O sonho do pequeno Edward era ser
jogador de futebol. Começaria, naturalmente, envergando a
farda verde e amarela do glorioso Mirassol Futebol Clube, a esquadra
então recém-criada na cidade. Mais adiante certamente
ainda iria parar num time grande. Talvez até virasse ídolo
no escrete nacional, ele suspirava.
Por falta de treino é que
não seria. Afinal, todo santo dia ele e os amigos praticavam,
com fervor quase religioso, o esporte que ainda haveria de levar
aquele bando de garotos sem eira nem beira de Mirassol, no interior
paulista, à redenção e à glória.
Era o sonho e a esperança de Edward. Dele e, provavelmente,
de todos os outros meninos do Brasil.
E foi, de certo modo, pelas mãos
do futebol que a vida dele começaria, de fato, a dar uma
virada. Literalmente, por causa uma bola. Edward, não mais
do que oito anos, estava bem no meio de uma disputadíssima
pelada no pátio da escola. De repente, alguém dá
um chutão. A bola vai parar lá longe. O menino é
escalado para resgatar a preciosa, que se enfiou por uma maldita
janela aberta e foi parar sabe-se lá onde.
O menino foi e viu. E gostou do
que viu.
Jamais vira tanto livro junto assim em sua vida inteira de moleque.
O lugar era uma biblioteca, que acabara de receber, justo naquela
hora, uma nova leva de livros novos.
Ele pegou um deles. E o título
sugestivo já instigava: ?A Banana que Comeu o Macaco?. Que
troço será esse?! O candidato a futuro craque da seleção
canarinho deixou a bola de lado e foi ler o livro.
Em um ano, Edward devoraria nada
menos do que outros 250 livros.
Aos poucos, já estava escrevendo
melhor. E tinha mais ideias. Certo dia o professor mandou, sem que
ele soubesse, um de seus textos para um concurso estadual. O já
ex-futuro atleta faturou o primeiro lugar e passou a, cada vez mais,
gostar dessa coisa de ler. Abiscoitou mais um e outro prêmio
e, quando viu, até algum dinheirinho a mais no bolso.

DADOS DE ENTRADA:

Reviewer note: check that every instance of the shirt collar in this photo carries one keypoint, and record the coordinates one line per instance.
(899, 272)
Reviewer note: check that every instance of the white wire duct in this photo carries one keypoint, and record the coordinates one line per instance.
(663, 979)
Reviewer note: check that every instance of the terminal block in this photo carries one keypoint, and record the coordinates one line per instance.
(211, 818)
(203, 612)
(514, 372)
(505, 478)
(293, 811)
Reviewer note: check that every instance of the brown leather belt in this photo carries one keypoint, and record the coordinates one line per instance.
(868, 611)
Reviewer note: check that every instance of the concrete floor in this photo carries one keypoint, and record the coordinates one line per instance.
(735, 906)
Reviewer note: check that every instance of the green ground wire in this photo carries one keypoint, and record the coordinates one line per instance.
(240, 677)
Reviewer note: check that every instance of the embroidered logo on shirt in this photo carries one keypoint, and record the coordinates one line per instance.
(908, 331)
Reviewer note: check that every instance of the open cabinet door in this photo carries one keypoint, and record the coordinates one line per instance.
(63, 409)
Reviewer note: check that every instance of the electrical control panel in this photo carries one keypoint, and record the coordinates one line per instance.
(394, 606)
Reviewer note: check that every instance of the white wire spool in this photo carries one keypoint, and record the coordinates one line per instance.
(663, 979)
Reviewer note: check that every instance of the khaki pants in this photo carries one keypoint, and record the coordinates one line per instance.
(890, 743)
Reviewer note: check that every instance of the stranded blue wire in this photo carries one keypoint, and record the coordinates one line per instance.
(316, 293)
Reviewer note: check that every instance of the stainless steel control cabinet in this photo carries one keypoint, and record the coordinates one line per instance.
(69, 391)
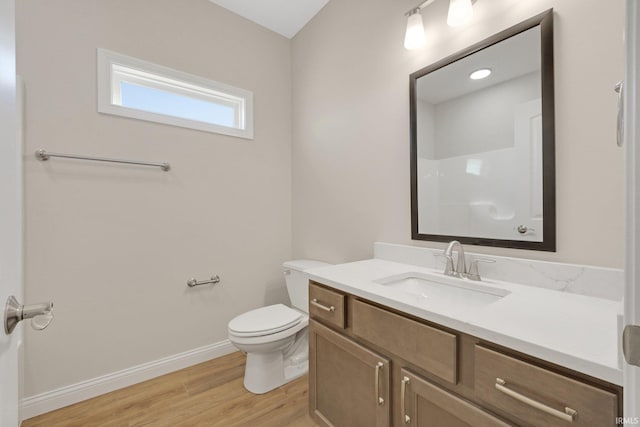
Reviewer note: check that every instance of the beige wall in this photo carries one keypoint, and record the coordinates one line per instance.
(113, 246)
(351, 124)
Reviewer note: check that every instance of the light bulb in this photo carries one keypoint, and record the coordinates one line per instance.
(414, 37)
(460, 12)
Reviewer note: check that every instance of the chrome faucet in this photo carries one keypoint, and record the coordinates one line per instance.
(460, 270)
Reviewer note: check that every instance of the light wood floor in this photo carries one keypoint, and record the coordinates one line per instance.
(210, 394)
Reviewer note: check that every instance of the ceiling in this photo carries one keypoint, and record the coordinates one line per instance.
(285, 17)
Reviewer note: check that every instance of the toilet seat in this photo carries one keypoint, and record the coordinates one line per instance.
(264, 321)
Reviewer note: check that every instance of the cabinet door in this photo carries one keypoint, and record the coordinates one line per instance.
(423, 404)
(348, 384)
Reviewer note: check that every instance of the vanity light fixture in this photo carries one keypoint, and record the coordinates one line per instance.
(480, 74)
(460, 12)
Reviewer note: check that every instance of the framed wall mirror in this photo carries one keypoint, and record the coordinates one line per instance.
(483, 142)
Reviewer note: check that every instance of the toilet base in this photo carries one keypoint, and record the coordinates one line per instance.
(264, 372)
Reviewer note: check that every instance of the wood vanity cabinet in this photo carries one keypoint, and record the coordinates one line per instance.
(372, 366)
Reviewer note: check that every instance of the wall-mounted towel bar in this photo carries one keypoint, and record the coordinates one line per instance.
(193, 282)
(45, 155)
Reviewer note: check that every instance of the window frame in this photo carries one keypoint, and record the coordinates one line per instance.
(115, 68)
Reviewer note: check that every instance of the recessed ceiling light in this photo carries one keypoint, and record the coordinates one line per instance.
(480, 74)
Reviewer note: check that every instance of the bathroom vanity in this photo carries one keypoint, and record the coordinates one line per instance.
(385, 351)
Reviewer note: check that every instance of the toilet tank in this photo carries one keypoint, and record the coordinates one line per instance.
(298, 281)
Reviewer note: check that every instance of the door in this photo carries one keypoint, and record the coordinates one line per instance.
(631, 91)
(10, 215)
(424, 404)
(348, 383)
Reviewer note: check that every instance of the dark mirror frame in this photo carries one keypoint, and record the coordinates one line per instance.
(548, 243)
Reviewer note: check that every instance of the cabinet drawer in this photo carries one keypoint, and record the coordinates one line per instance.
(424, 346)
(538, 397)
(327, 305)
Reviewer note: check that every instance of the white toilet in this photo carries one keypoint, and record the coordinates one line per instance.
(275, 337)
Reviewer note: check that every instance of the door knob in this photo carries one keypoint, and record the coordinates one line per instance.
(41, 315)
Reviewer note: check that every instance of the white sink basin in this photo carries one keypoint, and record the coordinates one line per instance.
(444, 290)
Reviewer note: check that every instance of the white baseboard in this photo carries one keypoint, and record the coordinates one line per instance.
(68, 395)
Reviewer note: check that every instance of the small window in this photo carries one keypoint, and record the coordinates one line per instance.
(138, 89)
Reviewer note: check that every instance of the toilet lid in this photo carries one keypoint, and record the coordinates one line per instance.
(264, 321)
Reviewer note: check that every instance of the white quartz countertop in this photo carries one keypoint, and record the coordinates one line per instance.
(575, 331)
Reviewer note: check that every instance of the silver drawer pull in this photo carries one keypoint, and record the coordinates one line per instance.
(322, 306)
(568, 414)
(380, 400)
(403, 392)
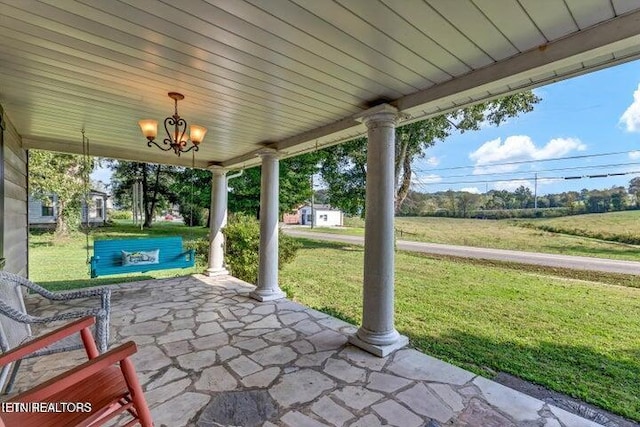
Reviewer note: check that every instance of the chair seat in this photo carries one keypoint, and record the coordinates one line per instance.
(103, 390)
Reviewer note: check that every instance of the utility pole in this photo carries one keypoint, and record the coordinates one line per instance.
(535, 191)
(313, 211)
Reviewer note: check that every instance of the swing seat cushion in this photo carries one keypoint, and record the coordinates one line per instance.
(109, 255)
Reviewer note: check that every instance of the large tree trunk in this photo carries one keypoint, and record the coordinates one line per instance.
(62, 228)
(150, 202)
(405, 185)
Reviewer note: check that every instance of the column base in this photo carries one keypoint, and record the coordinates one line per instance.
(212, 272)
(267, 295)
(378, 349)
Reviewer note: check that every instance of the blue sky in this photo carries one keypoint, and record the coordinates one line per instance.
(591, 114)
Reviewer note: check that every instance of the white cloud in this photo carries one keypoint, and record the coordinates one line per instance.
(519, 148)
(512, 185)
(630, 119)
(432, 161)
(473, 190)
(426, 179)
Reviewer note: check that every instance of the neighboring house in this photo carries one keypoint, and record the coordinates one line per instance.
(325, 216)
(44, 212)
(291, 217)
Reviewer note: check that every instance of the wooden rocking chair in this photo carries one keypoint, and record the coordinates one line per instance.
(90, 394)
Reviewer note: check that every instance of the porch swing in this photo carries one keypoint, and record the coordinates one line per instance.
(121, 256)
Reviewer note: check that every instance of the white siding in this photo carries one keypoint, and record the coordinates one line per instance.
(15, 202)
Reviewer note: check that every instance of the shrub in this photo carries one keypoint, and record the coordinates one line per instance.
(201, 247)
(242, 241)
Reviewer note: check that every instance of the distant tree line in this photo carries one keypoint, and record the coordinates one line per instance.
(521, 202)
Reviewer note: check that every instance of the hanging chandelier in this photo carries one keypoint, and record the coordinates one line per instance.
(176, 128)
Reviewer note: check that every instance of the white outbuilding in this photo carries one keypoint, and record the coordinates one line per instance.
(321, 216)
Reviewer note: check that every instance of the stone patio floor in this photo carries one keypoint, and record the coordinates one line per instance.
(211, 356)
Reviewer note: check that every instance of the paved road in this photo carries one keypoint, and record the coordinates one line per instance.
(551, 260)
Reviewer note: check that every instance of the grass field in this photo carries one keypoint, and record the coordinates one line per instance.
(613, 226)
(507, 234)
(580, 338)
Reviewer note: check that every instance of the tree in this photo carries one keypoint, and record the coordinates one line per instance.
(524, 196)
(294, 181)
(344, 166)
(60, 174)
(156, 185)
(467, 202)
(192, 191)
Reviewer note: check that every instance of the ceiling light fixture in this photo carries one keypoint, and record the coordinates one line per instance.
(176, 128)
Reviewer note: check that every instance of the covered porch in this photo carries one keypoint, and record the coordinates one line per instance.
(210, 355)
(271, 80)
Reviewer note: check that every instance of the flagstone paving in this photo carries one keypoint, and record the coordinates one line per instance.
(208, 355)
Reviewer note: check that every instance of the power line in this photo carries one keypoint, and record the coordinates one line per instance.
(521, 162)
(542, 170)
(554, 178)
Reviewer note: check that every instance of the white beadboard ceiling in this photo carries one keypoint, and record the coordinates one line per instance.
(284, 74)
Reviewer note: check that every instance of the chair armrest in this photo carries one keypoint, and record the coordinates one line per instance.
(77, 374)
(46, 340)
(66, 296)
(56, 296)
(21, 317)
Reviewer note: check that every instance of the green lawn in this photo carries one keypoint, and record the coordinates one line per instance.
(613, 226)
(580, 338)
(506, 234)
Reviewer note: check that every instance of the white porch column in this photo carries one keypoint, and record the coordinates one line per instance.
(268, 288)
(218, 220)
(377, 334)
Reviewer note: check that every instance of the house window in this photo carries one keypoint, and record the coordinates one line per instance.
(47, 207)
(99, 208)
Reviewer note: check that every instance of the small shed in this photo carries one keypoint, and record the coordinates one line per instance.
(43, 212)
(325, 216)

TAREFAS PARA FAZER:
**1.** No texto sobre Edward, qual era o sonho dele quando pequeno?
**2.** Devolva todas as linhas da listagem que contêm a palavra "chair".

RESULTADOS POR TAREFA:
**1.** Ser jogador de futebol.

**2.**
Reviewer note: check that every instance of the chair seat in this photo carries one keypoint, and record the coordinates one line per instance.
Reviewer note: check that every instance of the wooden rocking chair in this photo carries one keypoint, and record the coordinates one line per instance.
Reviewer note: check that every instance of the chair armrest in this photo carries one keypoint, and record the coordinates one line per instance.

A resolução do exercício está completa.